### Assigned task
Every record below is to be reproduced exactly.

Saved data entries
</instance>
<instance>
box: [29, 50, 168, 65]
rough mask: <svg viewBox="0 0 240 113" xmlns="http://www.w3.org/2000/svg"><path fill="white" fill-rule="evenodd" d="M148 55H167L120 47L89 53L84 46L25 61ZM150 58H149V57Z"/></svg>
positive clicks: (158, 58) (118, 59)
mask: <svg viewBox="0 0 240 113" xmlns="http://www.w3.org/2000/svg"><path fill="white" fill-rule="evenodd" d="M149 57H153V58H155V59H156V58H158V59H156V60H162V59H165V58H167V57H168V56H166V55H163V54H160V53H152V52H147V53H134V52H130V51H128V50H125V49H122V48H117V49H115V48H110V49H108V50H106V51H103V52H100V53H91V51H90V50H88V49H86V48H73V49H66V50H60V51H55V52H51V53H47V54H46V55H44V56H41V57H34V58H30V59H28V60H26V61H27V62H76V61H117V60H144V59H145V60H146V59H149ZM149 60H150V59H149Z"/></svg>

### Written response
</instance>
<instance>
box: [29, 50, 168, 65]
rough mask: <svg viewBox="0 0 240 113" xmlns="http://www.w3.org/2000/svg"><path fill="white" fill-rule="evenodd" d="M148 55H167L120 47L89 53L84 46L25 61ZM150 58H149V57Z"/></svg>
positive clicks: (158, 58) (118, 59)
mask: <svg viewBox="0 0 240 113" xmlns="http://www.w3.org/2000/svg"><path fill="white" fill-rule="evenodd" d="M149 57H153V58H155V59H156V58H158V59H156V60H162V59H165V58H167V57H168V56H166V55H163V54H160V53H152V52H147V53H134V52H130V51H128V50H125V49H122V48H117V49H115V48H110V49H108V50H106V51H103V52H100V53H91V51H90V50H88V49H86V48H73V49H66V50H60V51H55V52H51V53H47V54H46V55H44V56H41V57H34V58H30V59H28V60H26V61H27V62H76V61H117V60H144V59H145V60H146V59H149ZM149 60H150V59H149Z"/></svg>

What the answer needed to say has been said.